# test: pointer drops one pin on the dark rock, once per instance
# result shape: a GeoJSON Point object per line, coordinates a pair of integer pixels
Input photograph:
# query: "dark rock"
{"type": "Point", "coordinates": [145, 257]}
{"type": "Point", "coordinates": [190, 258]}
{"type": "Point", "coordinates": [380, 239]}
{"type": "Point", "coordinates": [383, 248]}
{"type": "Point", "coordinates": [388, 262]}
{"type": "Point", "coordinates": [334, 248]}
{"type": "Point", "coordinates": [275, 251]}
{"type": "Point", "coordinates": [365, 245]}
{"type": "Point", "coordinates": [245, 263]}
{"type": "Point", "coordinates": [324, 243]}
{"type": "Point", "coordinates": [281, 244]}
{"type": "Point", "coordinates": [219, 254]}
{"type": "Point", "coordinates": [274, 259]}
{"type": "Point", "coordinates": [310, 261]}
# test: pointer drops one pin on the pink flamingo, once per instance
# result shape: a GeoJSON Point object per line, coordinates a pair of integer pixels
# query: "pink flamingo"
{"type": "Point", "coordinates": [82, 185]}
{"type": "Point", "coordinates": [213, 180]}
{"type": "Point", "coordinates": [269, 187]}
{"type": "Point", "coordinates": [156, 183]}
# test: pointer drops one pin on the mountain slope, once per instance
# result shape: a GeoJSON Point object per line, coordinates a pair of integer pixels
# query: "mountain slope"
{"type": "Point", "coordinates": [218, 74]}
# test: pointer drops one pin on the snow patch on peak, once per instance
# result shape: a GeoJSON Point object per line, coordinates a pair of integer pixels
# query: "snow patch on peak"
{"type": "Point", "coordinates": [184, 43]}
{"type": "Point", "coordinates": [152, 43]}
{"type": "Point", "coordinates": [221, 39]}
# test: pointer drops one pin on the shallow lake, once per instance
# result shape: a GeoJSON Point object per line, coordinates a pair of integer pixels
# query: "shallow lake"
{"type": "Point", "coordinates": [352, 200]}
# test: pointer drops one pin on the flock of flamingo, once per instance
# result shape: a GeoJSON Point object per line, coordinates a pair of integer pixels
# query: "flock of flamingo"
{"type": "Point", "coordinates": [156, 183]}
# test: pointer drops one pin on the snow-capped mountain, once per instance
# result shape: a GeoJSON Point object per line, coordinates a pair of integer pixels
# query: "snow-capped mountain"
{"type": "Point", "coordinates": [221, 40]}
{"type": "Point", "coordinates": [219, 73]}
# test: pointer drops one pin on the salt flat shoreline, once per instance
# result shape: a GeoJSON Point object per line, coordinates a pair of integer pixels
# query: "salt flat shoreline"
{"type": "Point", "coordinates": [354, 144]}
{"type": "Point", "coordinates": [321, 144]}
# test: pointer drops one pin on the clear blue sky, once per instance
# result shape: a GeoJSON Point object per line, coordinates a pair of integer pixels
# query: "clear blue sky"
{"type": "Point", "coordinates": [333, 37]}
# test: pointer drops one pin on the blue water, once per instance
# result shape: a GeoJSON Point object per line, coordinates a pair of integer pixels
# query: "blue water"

____________

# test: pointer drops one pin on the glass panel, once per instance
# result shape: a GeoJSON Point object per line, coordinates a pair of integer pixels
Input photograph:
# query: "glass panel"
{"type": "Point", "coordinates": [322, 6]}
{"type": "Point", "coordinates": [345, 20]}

____________

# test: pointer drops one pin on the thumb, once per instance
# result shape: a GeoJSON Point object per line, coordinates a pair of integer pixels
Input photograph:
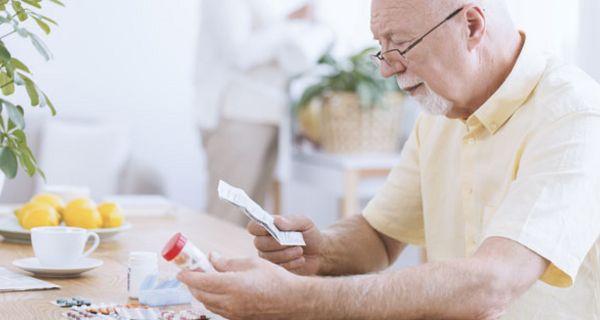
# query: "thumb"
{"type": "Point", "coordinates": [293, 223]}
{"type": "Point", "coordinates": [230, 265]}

____________

- [YOUR INSTRUCTIONS]
Identify every line in the material above that contains the string "patch", and reproduce each of those lines.

- [CORRECT OUTPUT]
# test: pointer drops one pin on the snow patch on peak, once per instance
# query: "snow patch on peak"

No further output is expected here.